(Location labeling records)
═══

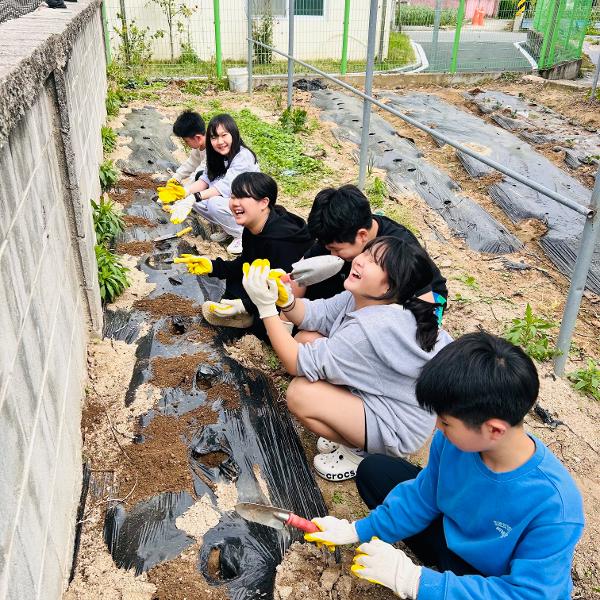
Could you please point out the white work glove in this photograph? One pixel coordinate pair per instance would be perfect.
(182, 208)
(262, 290)
(285, 296)
(227, 308)
(334, 532)
(309, 271)
(379, 562)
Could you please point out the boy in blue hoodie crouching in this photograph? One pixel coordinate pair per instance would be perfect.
(494, 510)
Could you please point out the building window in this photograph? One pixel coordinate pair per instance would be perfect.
(278, 8)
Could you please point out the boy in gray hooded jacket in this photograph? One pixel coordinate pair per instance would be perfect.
(358, 355)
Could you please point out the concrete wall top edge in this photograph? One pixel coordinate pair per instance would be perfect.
(31, 48)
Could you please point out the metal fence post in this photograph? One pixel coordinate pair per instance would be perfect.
(344, 64)
(125, 31)
(106, 34)
(578, 280)
(595, 81)
(459, 19)
(290, 52)
(366, 120)
(218, 56)
(250, 46)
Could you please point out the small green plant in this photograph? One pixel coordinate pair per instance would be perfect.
(109, 139)
(293, 119)
(531, 333)
(587, 380)
(338, 497)
(108, 223)
(109, 175)
(377, 192)
(112, 275)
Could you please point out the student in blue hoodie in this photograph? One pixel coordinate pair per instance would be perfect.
(494, 511)
(358, 354)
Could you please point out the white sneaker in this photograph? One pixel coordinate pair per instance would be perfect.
(235, 247)
(219, 236)
(338, 465)
(325, 446)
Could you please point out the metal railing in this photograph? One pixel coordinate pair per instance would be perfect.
(591, 212)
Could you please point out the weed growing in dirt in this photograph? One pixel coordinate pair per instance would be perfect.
(377, 192)
(280, 152)
(293, 119)
(109, 139)
(531, 333)
(109, 175)
(587, 380)
(108, 223)
(112, 275)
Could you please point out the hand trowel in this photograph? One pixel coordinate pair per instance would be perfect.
(274, 517)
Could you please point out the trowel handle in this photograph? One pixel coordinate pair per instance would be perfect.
(302, 524)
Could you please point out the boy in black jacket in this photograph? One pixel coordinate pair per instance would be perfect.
(270, 232)
(341, 222)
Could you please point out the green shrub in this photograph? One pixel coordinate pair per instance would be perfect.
(293, 119)
(587, 380)
(531, 333)
(112, 275)
(108, 223)
(109, 139)
(109, 175)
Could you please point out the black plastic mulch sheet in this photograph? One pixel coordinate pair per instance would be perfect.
(538, 124)
(409, 172)
(256, 434)
(518, 201)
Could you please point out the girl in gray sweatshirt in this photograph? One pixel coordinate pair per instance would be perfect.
(358, 355)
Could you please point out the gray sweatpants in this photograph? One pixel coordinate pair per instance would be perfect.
(216, 210)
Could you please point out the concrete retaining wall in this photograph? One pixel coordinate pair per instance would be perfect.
(52, 90)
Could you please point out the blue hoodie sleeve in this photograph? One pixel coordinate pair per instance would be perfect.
(410, 507)
(540, 570)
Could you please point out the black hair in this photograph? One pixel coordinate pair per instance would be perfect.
(409, 269)
(255, 185)
(215, 162)
(189, 124)
(337, 215)
(478, 377)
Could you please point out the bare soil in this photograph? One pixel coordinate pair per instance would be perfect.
(135, 221)
(178, 371)
(168, 305)
(483, 294)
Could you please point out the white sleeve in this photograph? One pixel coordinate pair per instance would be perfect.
(194, 161)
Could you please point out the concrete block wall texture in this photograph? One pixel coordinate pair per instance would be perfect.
(52, 91)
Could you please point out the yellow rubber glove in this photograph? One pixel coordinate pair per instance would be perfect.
(197, 265)
(227, 308)
(381, 563)
(334, 532)
(262, 290)
(171, 192)
(285, 296)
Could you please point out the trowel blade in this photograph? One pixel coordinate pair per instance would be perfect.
(265, 515)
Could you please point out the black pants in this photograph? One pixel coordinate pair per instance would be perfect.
(376, 476)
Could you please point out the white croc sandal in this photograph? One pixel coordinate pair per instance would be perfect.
(325, 446)
(338, 465)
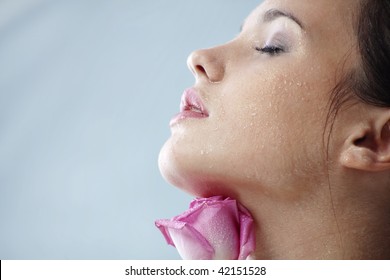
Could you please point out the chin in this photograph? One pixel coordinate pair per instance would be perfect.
(188, 173)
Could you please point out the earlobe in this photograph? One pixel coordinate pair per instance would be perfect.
(368, 149)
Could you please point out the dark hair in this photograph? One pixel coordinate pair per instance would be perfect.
(370, 81)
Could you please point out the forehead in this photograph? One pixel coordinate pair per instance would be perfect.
(313, 14)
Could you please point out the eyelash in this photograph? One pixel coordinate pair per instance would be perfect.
(270, 50)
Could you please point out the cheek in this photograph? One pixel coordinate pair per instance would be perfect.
(276, 126)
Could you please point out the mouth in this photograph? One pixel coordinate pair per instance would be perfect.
(190, 101)
(191, 106)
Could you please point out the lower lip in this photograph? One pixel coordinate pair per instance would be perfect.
(186, 115)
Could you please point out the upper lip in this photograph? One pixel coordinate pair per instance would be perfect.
(191, 101)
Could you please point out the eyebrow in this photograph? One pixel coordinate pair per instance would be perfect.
(273, 14)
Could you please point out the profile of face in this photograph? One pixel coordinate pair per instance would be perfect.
(253, 126)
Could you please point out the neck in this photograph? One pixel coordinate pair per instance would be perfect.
(319, 229)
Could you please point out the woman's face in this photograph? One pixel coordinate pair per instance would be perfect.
(266, 93)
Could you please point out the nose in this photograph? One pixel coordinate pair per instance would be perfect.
(207, 64)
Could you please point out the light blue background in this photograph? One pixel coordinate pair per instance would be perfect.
(87, 88)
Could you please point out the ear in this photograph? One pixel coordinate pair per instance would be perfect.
(368, 147)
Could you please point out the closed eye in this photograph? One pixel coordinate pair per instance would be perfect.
(270, 50)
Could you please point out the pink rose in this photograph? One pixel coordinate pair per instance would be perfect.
(213, 228)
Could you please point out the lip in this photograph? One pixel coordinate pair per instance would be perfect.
(191, 106)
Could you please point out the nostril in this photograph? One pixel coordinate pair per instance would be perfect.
(200, 69)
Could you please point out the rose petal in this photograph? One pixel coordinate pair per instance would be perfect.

═══

== Exercise details ==
Copy out the records word for word, starting with the line that contains "Could you please point out the ear in" and continuing through the end of the records.

== Result ==
Could you please point out the ear in this photograph? One pixel coordinate pair per instance would be perfect.
(368, 147)
Could you please point out the closed eye in this photograph? One pixel coordinate pair per instance would be perfect.
(270, 50)
Could you please point out the pink rose in this photograph? One pixel coordinate pair per instance would be perfect.
(213, 228)
Could you please point out the lip in this photograph? One pixel coordinate pair per instance would be perfect.
(191, 106)
Could you please point out the nostril in this photograph? One pixel coordinate pair per instance would be perfect.
(200, 69)
Could you please point out the rose petal in this photograph? One pixel coordinate pair per instance would be perfect.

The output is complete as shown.